### WHAT THE TASK REQUIRES:
Rewrite all of the material below line for line, shifting every x and y coordinate in the answers up by 13 and leaving all other text unchanged. Omit the pictures.

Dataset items
+ + + + + + +

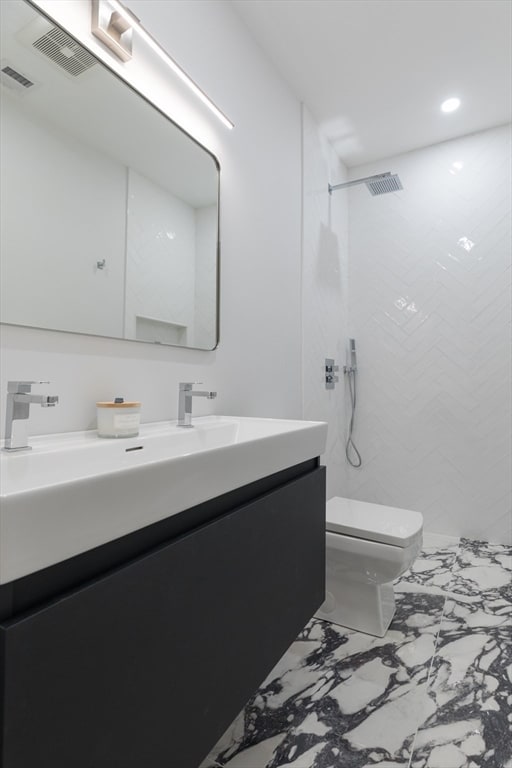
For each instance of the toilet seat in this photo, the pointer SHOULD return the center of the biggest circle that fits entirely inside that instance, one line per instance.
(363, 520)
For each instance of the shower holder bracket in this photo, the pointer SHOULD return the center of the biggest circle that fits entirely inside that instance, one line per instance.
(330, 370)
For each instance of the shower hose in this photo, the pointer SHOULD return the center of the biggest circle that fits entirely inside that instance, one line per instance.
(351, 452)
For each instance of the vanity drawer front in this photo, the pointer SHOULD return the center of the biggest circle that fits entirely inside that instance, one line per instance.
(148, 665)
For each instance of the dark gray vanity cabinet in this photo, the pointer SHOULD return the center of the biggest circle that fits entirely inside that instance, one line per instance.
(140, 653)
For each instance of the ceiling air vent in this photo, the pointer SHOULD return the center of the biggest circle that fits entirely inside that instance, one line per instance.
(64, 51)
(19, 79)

+ + + + + + +

### WORKED SOLUTION:
For each instance of the toilet seat in this photo, the pointer SHOULD return the center of the biggest circle that fits entirely inside that instance, one line per instance.
(376, 533)
For each instance of the shower holder bracket in this photo, the pointer SHOULD return the center of the biggest circle that fits entirely inside that instance, one line per instance.
(343, 383)
For each instance of the shower hose in this photo, the pointer SHOULD return the center of the biggest circle that fits entirely inside that instance, one line per instance.
(364, 465)
For each instance of the vanity drawer front in this photo, the pointer SHOULD return the center of the biggest circle that fits entirely inside that instance, one line per instance.
(161, 678)
For each instance of the dark gray vanity cabinet in this photo, the pointer SHOULD return the center of the biggest circle that fits entirely inside that instance, one line per instance.
(153, 666)
For each instance of the ceiling air vent in this photo, the pointer SHOULD return the center of the biggest circle that fits entirely inside that instance, one line per instance.
(77, 64)
(32, 92)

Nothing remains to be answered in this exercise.